THE DATA:
# # # # # # #

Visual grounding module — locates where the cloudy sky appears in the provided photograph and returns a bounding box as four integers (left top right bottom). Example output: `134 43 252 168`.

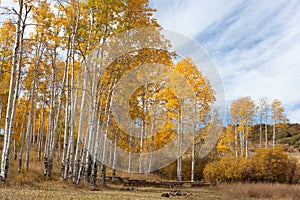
1 0 300 123
151 0 300 123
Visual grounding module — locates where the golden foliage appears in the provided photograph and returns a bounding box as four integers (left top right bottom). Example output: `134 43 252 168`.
204 146 298 184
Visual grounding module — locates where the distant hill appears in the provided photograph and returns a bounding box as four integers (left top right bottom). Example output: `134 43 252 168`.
250 123 300 150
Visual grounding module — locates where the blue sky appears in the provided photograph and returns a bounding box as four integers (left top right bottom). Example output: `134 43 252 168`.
1 0 300 123
151 0 300 123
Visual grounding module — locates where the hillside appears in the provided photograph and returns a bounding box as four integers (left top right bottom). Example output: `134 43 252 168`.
250 123 300 150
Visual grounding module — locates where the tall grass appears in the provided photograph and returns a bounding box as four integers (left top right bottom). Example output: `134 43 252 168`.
213 183 300 200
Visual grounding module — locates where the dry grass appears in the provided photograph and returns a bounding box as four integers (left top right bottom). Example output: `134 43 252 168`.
1 139 300 199
2 182 300 200
0 182 227 200
212 183 300 200
0 145 223 199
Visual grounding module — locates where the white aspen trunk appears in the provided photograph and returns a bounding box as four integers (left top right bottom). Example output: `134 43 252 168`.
2 40 22 175
0 101 2 128
83 17 99 185
240 130 244 157
18 112 27 172
57 122 62 161
84 75 99 184
143 86 149 175
60 91 69 179
88 36 107 185
44 44 68 177
265 113 268 148
101 100 113 185
97 124 104 162
111 129 120 182
25 65 38 171
78 126 90 184
0 0 25 179
60 38 70 180
139 89 146 174
139 121 144 173
47 51 68 177
64 108 74 182
108 141 113 167
128 132 132 173
36 120 41 160
101 131 108 185
44 64 56 176
37 100 46 162
191 106 196 182
3 14 26 174
84 115 96 184
245 136 248 158
148 113 156 174
13 121 18 160
24 32 42 171
13 138 17 160
101 84 115 185
67 47 77 183
32 98 37 144
25 88 34 171
177 123 181 181
259 111 262 147
272 122 276 149
234 124 238 157
64 0 80 182
191 138 195 182
177 99 183 182
91 117 103 186
191 137 195 182
65 135 73 181
65 86 78 181
245 125 249 159
0 5 22 179
73 63 89 184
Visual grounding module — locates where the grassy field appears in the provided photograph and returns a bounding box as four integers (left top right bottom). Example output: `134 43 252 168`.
0 181 224 200
210 183 300 200
1 181 300 199
0 136 299 199
0 151 298 200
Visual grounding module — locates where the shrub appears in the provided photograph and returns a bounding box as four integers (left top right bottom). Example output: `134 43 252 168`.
203 157 250 184
252 147 297 183
203 146 298 184
292 163 300 184
158 147 219 181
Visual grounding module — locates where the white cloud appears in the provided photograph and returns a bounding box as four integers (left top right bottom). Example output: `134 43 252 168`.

# # # # # # #

EXERCISE INSTRUCTIONS: Restate the data above word for word, omitting every picture.

SOLUTION FOR THIS EXERCISE:
Visual grounding module — locates where the cloudy sky appears in the provided photograph and returns a bounding box as four integers (left top right bottom). Example output: `134 43 252 168`.

1 0 300 123
151 0 300 123
Visual grounding module — locates where the golden foliage appears in the provided photograph and returns a bounding box as four integers (left top right bottom). Example output: `134 43 252 168`.
204 146 298 184
Visual grounding module — locates where the distant hill appears in the provided photograph and returns a bounding box as four integers (left top right bottom). Example output: `134 43 252 168`.
250 123 300 150
Visual grounding module — locates where the blue sky appears in the provided photograph and returns a bounding box as four integers (left top right bottom). Example output: `134 43 252 168`.
1 0 300 123
151 0 300 123
Visual grounding module — locates where the hillside appears in the provided photograph and returns a bounding box as four integers (left top right bottom). Example output: `134 43 252 168`.
250 123 300 150
Visual grounding module — locates where the tall grass appears in the provided photograph and returns a bounding box as four integers (left top right bottom). Example output: `134 43 252 168`.
213 183 300 200
Visual grounding module — locates where the dry grass appears in the provided photograph and returns a bounding box as four integers (left top right bottom). Example output: `134 43 252 168`.
1 139 300 199
2 182 300 200
0 182 227 200
212 183 300 200
0 145 223 199
Visual grounding module — locates where the white aspen trunk appears in the provided photograph and returns a bounding box as four integers (left top right bottom). Example output: `134 43 252 168`.
2 40 22 175
0 101 2 128
83 17 99 185
240 130 244 157
18 112 27 172
57 122 62 161
84 75 99 184
143 86 149 175
60 91 69 179
88 36 107 185
44 44 68 177
265 113 268 148
101 100 113 185
97 124 104 162
111 129 120 182
25 65 38 171
78 126 90 184
0 0 25 179
60 38 70 180
139 89 146 174
139 121 144 173
47 51 68 177
64 108 74 182
108 141 113 167
128 132 132 173
36 120 41 160
101 131 108 185
44 64 56 176
37 100 46 162
191 106 196 182
3 14 26 174
84 115 96 184
245 136 248 158
148 113 156 174
13 121 18 160
24 32 42 171
13 138 17 160
101 84 115 185
67 47 77 183
32 98 37 144
25 88 34 171
177 123 181 181
259 111 262 147
272 122 276 149
234 124 238 157
64 0 80 182
191 138 195 182
177 99 183 182
91 117 103 186
191 137 195 182
65 135 73 181
65 86 78 181
245 125 249 159
0 5 22 179
73 63 89 184
Visual grounding module — locates where the grassy field appears in the provided photograph and returns a bounding box as four integers (left top right bottom). Example output: `134 43 252 168`.
0 181 224 200
210 183 300 200
1 181 300 199
0 136 299 199
0 151 298 200
Visual grounding module — locates where the shrub appears in the provided photograph and returns a bounding box as four integers (left top right bottom). Example output: `134 43 252 168`.
203 157 250 184
252 147 297 183
203 146 298 184
292 163 300 184
158 147 219 181
Visual grounding module — locates where the white cloud appears in the provided photograph and returns a bounding box as four integers (left top right bottom). Example output: `134 43 252 168`.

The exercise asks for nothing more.